Richard III, whose skeleton was discovered only last year buried under a parking lot, really was twisted, a new analysis shows.
Researchers could tell from the skeletal remains that that king vilified by Shakespeare had scoliosis, a curvature of the spine. It wasn’t nearly as bad as Shakespeare portrayed it, though. Richard III was far from being a hunchback.
But a new analysis shows that his spine was not only curved, but twisted into a spiral shape, a team at the University of Leicester reports in the Lancet medical journal.
That said, it wouldn’t have been very obvious and certainly didn’t slow the troubled monarch, they said.
"Although the scoliosis looks dramatic, it probably did not cause a major physical deformity,” says the university’s Dr. Jo Appleby, who led the study.
“This is because he had a well-balanced curve. The condition would have meant that his trunk was short in comparison to the length of his limbs, and his right shoulder would have been slightly higher than the left, but this could have been disguised by custom-made armor and by having a good tailor."
Appleby’s team used computed tomography (CT) scans to analyze the spine of the king, who died in battle in 1485 and whose remains were lost to history, if not to lore, until February 2013.

:: Exercise objective ::
Update the Richard III passage between "That said, it" and "until February 2013.", inclusive, so that "ruler" stands in place of "monarch".

:: Record extracts ::
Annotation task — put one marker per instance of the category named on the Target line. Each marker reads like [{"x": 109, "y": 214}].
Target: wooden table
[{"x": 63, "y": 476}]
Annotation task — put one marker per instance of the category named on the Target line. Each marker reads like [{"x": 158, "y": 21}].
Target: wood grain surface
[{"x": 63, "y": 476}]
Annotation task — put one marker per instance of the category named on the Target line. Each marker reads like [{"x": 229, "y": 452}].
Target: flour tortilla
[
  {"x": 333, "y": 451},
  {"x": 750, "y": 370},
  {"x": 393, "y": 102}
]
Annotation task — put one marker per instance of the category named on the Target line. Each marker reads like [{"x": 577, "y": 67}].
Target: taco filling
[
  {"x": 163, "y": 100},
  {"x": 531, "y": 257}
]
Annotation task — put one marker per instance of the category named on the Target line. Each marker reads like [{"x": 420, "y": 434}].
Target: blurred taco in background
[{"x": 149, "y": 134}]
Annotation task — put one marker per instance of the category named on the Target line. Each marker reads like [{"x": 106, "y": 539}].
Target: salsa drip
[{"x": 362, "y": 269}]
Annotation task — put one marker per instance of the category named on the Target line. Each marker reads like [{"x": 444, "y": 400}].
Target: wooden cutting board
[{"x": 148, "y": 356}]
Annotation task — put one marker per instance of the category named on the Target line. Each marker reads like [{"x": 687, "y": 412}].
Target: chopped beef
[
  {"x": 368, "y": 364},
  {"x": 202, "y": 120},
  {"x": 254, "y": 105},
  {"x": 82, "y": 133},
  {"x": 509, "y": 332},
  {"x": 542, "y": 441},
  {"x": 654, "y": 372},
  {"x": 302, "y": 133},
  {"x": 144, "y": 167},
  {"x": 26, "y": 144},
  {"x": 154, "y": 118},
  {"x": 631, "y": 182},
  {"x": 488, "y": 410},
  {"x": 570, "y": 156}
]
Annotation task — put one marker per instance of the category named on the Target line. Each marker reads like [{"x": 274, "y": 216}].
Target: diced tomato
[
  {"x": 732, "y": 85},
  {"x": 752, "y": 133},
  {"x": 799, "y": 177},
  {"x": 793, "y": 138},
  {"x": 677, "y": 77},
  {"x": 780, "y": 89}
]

:: Expected output ::
That said, it wouldn’t have been very obvious and certainly didn’t slow the troubled ruler, they said.
"Although the scoliosis looks dramatic, it probably did not cause a major physical deformity,” says the university’s Dr. Jo Appleby, who led the study.
“This is because he had a well-balanced curve. The condition would have meant that his trunk was short in comparison to the length of his limbs, and his right shoulder would have been slightly higher than the left, but this could have been disguised by custom-made armor and by having a good tailor."
Appleby’s team used computed tomography (CT) scans to analyze the spine of the king, who died in battle in 1485 and whose remains were lost to history, if not to lore, until February 2013.